**EXERCISE SET:**
a) Translate this sentence from the article on Intel's optical interconnect chiplet into French: "The chiplet was packaged with an Intel CPU and shown running live data."
b) In the article on Intel's optical interconnect chiplet, which two components does the Optical Compute Interconnect chiplet integrate?

━━━ PAGE TEXT ━━━

Intel claims its optical interconnect chiplet technology is 'like going from using horse-drawn carriages to using cars and trucks'

Intel optical compute interconnect chiplet
(Image credit: Intel)

At the Optical Fiber Communications Conference (OFC) 2024, Intel gave us a particularly interesting glimpse at what could be the future of chip and interconnect design. The Optical Compute Interconnect (OCI) chiplet integrates a Photonics Integrated Circuit (PIC) with an electrical IC. The chiplet was packaged with an Intel CPU and shown running live data.

Intel believes this technology is a game changer as it meets increasing demand for higher bandwidth across greater distances, while using less power. Of course, the initial applications will be used for AI infrastructure and HPC environments, where scalability concerns across racks and clusters are becoming increasingly apparent in large scale deployments.

━━━ ENTRIES SUPPLIED ━━━

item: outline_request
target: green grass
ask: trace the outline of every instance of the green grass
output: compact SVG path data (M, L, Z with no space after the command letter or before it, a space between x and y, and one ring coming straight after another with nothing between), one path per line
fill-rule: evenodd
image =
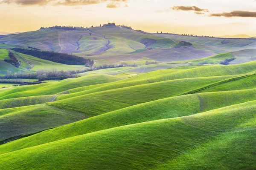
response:
M50 102L55 100L56 95L32 96L1 100L0 109Z
M0 154L111 128L189 115L253 101L256 99L256 92L253 89L201 93L134 105L0 146ZM64 131L65 133L62 133ZM21 145L21 143L26 145Z
M23 137L0 145L0 169L254 169L255 63L116 68L0 89L0 142Z
M36 133L86 118L86 115L81 113L44 104L1 109L0 140Z
M224 76L215 78L201 78L163 81L100 91L85 95L76 94L77 97L49 103L47 104L63 109L82 112L88 117L91 117L135 104L180 95L202 86L227 78L228 78ZM82 92L81 93L83 94ZM83 104L84 103L86 103L86 105ZM109 106L111 107L109 107Z
M80 169L84 167L87 169L155 169L174 161L201 145L233 132L239 124L250 124L253 121L252 115L255 116L255 102L252 101L192 116L120 127L70 138L1 154L0 167L21 170L64 167ZM249 108L250 110L247 109ZM255 127L253 124L250 124L247 127L251 127L250 132L253 133ZM253 136L250 135L252 134L250 131L247 132L245 134L247 135L239 138L241 141L244 138ZM253 141L247 141L244 145L254 149L254 145L250 145ZM229 150L232 149L231 147ZM222 161L224 165L233 169L239 169L242 165L255 167L253 160L255 156L250 150L241 151L243 155L250 156L243 157L242 160L236 157L242 164L237 164L236 161L228 161L228 158ZM220 151L218 154L224 156L225 150ZM10 157L15 158L10 159ZM70 159L73 161L67 161ZM211 166L207 164L199 168L215 169L215 167Z
M14 87L9 89L0 89L0 100L53 95L72 88L115 81L125 78L125 76L96 74L55 82Z
M11 71L12 73L17 73L19 72L32 73L35 72L38 70L56 69L58 71L83 70L87 68L84 66L63 64L41 59L31 55L15 52L12 52L20 61L21 66L17 68L5 62L4 60L5 58L9 58L8 56L8 51L5 49L0 49L0 74L6 74L7 70Z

━━━

**EXPECTED OUTPUTS:**
a) Le chiplet a été intégré dans un même boîtier avec un processeur Intel et présenté en train de traiter des données en direct.

b) A Photonics Integrated Circuit (PIC) and an electrical IC.